(Stored items)
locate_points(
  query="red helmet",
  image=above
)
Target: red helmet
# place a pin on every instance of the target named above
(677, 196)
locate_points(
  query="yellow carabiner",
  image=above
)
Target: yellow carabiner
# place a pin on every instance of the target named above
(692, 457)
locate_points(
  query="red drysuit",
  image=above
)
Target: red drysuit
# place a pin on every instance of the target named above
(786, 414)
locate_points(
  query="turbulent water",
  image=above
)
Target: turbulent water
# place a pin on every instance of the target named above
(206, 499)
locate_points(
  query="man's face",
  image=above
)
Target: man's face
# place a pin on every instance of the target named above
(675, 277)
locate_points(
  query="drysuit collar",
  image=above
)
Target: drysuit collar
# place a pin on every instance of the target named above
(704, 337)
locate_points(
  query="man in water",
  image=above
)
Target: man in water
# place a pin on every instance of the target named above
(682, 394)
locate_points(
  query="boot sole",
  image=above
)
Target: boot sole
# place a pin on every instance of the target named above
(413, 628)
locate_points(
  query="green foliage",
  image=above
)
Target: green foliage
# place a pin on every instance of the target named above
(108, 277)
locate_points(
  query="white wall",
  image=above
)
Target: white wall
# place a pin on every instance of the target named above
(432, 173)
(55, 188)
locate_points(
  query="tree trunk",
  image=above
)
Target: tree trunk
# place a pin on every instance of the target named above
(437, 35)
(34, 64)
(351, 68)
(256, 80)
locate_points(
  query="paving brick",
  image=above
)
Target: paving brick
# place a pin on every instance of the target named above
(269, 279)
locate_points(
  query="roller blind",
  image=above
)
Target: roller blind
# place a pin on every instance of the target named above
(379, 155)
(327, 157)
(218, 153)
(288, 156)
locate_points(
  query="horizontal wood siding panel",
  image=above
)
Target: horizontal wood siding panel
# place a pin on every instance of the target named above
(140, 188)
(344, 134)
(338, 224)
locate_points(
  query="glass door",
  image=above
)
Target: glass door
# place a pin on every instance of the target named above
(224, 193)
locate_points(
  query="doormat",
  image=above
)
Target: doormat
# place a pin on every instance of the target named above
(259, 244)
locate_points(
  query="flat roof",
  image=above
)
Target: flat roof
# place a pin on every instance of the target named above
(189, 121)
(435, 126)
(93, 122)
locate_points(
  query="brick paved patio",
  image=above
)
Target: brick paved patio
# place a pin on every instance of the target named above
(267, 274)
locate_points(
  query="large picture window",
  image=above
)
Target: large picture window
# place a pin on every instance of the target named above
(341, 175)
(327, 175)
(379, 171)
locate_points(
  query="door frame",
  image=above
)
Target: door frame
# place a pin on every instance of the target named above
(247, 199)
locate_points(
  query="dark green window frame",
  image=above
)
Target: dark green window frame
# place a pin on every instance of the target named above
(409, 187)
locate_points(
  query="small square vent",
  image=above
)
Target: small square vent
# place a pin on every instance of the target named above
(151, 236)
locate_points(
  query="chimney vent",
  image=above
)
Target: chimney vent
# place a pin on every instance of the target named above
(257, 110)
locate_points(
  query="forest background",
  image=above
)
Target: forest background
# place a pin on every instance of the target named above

* [TASK PROMPT] Your task is to repeat the entries exactly.

* [WRITTEN ANSWER]
locate_points(
  query="red helmet",
  image=above
)
Target: red helmet
# place a pin on every instance of the target named above
(677, 196)
locate_points(
  query="yellow carabiner",
  image=above
)
Target: yellow carabiner
# place a pin on every instance of the target named above
(692, 457)
locate_points(
  query="red drysuit",
  image=above
)
Target: red drysuit
# place a pin on every instance of the target named above
(786, 414)
locate_points(
  query="turbulent water",
  image=above
)
Target: turbulent water
# place a pin on every instance of the target named above
(206, 499)
locate_points(
  query="man's face",
  image=above
)
Target: man's face
# place a pin on every instance of the target named above
(675, 277)
locate_points(
  query="drysuit collar",
  image=above
)
Target: drysuit collar
# place a pin on every instance of the target named above
(704, 337)
locate_points(
  query="man in water",
  image=above
)
Target: man in water
# place a pin on every instance of the target named above
(682, 394)
locate_points(
  query="boot sole",
  image=above
)
Target: boot sole
# place a pin on every instance of the target named above
(413, 628)
locate_points(
  query="green foliage",
  image=above
)
Target: green foliage
# place a pin on every instance of the target named above
(108, 277)
locate_points(
  query="white wall",
  image=above
)
Target: white wall
# place a pin on every instance of the target named above
(432, 173)
(55, 188)
locate_points(
  query="tree trunk",
  image=above
)
Target: tree trunk
# place a pin on every instance of the target named above
(437, 35)
(34, 64)
(351, 68)
(256, 80)
locate_points(
  query="paving brick",
  image=above
)
Target: paving brick
# place a pin on every instance of the target named above
(269, 279)
locate_points(
  query="roller blind",
  image=above
)
Target: roller blind
# place a pin on every instance of the target named above
(379, 155)
(327, 157)
(218, 153)
(288, 156)
locate_points(
  query="horizontal wood siding panel",
  image=above
)
Target: horizontal wood siding panel
# place a pin on every instance of the target named above
(140, 188)
(344, 134)
(338, 224)
locate_points(
  query="glass door",
  image=above
)
Target: glass door
# place a pin on every instance of the target named above
(224, 193)
locate_points(
  query="doormat",
  image=above
)
Target: doormat
# place a pin on every instance of the target named above
(259, 244)
locate_points(
  query="flat roof",
  image=above
)
Target: flat roof
# place a pin on every instance of the target named above
(189, 121)
(435, 126)
(93, 122)
locate_points(
  query="brick paved patio",
  image=above
)
Target: brick paved patio
# place a pin on every instance of the target named above
(267, 274)
locate_points(
  query="large picture window",
  image=above
)
Target: large picture window
# place a pin on every instance of the target named above
(341, 175)
(327, 175)
(379, 171)
locate_points(
  query="door frame",
  image=above
)
Target: door frame
# place a pin on every instance of the target named above
(247, 199)
locate_points(
  query="dark green window frame",
  image=above
)
Target: dark green window frame
# place a pin on every instance of the target named above
(409, 187)
locate_points(
  query="small square vent",
  image=above
)
Target: small square vent
# place a pin on every instance of the target named above
(151, 236)
locate_points(
  query="chimney vent",
  image=above
)
Target: chimney vent
# place a pin on every instance of the target named above
(257, 110)
locate_points(
  query="forest background",
  image=above
)
Target: forest background
# place a pin on every instance of the target named above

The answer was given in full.